══ Task inputs ══

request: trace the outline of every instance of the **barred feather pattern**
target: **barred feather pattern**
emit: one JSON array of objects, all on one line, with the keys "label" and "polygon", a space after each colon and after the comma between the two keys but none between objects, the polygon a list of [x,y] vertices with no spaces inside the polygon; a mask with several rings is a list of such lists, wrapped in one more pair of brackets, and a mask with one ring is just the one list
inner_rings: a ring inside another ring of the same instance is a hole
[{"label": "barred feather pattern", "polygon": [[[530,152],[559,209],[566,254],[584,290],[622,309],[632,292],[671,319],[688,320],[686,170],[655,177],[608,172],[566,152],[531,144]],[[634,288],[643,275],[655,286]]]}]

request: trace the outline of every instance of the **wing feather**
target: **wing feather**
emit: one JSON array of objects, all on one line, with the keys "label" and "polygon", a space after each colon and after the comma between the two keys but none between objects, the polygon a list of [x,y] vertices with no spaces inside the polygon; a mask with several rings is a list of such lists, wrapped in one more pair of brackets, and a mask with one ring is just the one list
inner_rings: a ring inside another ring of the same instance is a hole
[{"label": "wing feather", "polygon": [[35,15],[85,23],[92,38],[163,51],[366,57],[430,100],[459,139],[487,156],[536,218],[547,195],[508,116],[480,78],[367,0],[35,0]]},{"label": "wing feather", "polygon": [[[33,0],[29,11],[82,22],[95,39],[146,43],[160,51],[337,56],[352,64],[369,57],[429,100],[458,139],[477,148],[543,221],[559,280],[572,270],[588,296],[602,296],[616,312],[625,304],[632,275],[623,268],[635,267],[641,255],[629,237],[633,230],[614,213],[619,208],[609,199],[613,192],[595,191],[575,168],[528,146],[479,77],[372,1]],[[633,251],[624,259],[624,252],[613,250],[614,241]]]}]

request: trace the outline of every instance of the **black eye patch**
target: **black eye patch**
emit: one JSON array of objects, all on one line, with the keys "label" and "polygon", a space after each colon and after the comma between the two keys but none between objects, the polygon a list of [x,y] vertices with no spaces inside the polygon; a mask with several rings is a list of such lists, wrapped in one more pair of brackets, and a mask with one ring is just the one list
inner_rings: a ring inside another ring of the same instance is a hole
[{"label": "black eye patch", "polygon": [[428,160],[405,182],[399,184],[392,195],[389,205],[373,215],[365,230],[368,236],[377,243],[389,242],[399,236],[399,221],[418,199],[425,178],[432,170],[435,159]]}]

═══

» **Assigned task**
Work out how many lines in the records hold the word "target", and answer with that number alone.

» **Answer to this problem**
3